EXTRACT TO READ |

Bancroft Rocks!

Story & Photos submitted by: Ardith Racey

“Be prepared to have your mind boggled,” a woman in line informs me. She’s driven five hours to get here and she’s been coming to this event as often as she can for the past three decades. “You’re going to be amazed,” she assures me as we show our wristbands and part ways. “Rocks are so much fun.” At just ten o’clock on a Thursday morning in August, hundreds of people are filing into the North Hastings Community Centre and Bancroft Curling Club. 

Bancroft is hailed as the “Mineral Capital of Canada”. It’s a picturesque, small town nestled between towering hills and trees, a place with a rich history of mining, and  a place where “all that glitters is not gold.” Because gems and minerals - beryl, amazonite, quartz, garnet, jade, silver, to name just a few - while not gold, definitely glitter. The Bancroft Gemboree is a 54 year old tradition held every Civic holiday long weekend. It’s organized by the local Bancroft and district Chamber of Commerce, and a host of volunteers. These people are incredibly proud of this event. “It’s 54 years of awesome” one of the organizers tells me. Outside, there’s music, food vendor trucks, picnic tables, and the Chamber of Commerce have set up their mobile van outside the arena before the Opening Ceremonies begin. Many local politicians and dignitaries speak and then cut the red ribbon to mark that it’s officially Gemboree time.

L to R: Rodney Cooney (Hastings County Warden), Paul Jenkins (Acting Mayor of the town of Bancroft), Mike Bossio (M.P. for Hastings, Lennox & Addington), Marlene Musclow and Greg Webb (General Manager Bancroft District Chamber of Commerce), Mayor Vivian Bloom (Hastings Highlands), Reeve Graham Blair (Wollaston Township), Todd Smith (M.P.P. for Prince-Edward Hastings Riding), Mike Douglas-Hecker (Councillor for Limerick Township).

Inside - the local arena and curling club are filled with endless tables and displays of rocks, crystals, gems, fossils, things made of rocks - and jewelry - all of which sparkles beneath the overhead lights. Entering the arena is like entering a glorious, new world. 

The energy of the place feels magnetic: the energy of rocks is somehow an intangible music  that hums throughout the building. There’s a vitality here that’s hard to describe. A vibe. Everyone is having fun because rocks really are amazing.

The arena is packed with people who are entranced. Mesmerized. I watch two children  look with awe at rocks. I watch a teenaged boy hold rocks against light, testing the way light alters them. I watch women and men of all ages oggle at rings, and bracelets, earrings, and necklaces. I watch an elderly man sort through buckets of stones. I watch as vendors explain the unique nature of their wares. 

Thousands of people visit - many are locals and cottagers who embrace the event, and for whom it’s an annual tradition. For others, it’s a destination event: many have travelled across the province and across the country to wander the venues for a day or for the weekend. Young and old. Tourists and locals. Soon to be rockhounds or rock lovers. Because there is something about rocks - their elemental nature, their ruggedness, their beauty, their infinite range of texture  and type and colour and design that pulls us in.

There are more than one hundred vendors. Before the doors open, they have been busy setting up displays that boggle the eye in their variety and richness - rocks of all colours, kinds, shapes  - from the local area, and from all over the planet.

PROVIDED DATA |
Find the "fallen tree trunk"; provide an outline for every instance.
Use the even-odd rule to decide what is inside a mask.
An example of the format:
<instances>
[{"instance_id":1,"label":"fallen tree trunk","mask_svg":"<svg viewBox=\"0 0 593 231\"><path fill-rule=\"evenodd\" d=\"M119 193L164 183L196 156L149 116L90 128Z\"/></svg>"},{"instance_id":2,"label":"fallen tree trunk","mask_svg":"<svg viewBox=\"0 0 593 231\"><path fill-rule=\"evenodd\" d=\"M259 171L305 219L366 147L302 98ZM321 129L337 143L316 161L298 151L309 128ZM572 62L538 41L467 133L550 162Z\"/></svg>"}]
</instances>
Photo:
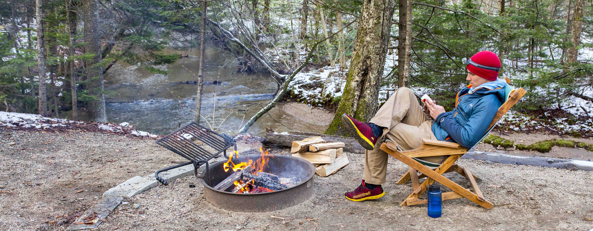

GOAL | According to the Bancroft Gemboree article, who organizes the event?

RESPONSE TO THE TASK | The local Bancroft and district Chamber of Commerce, along with a host of volunteers.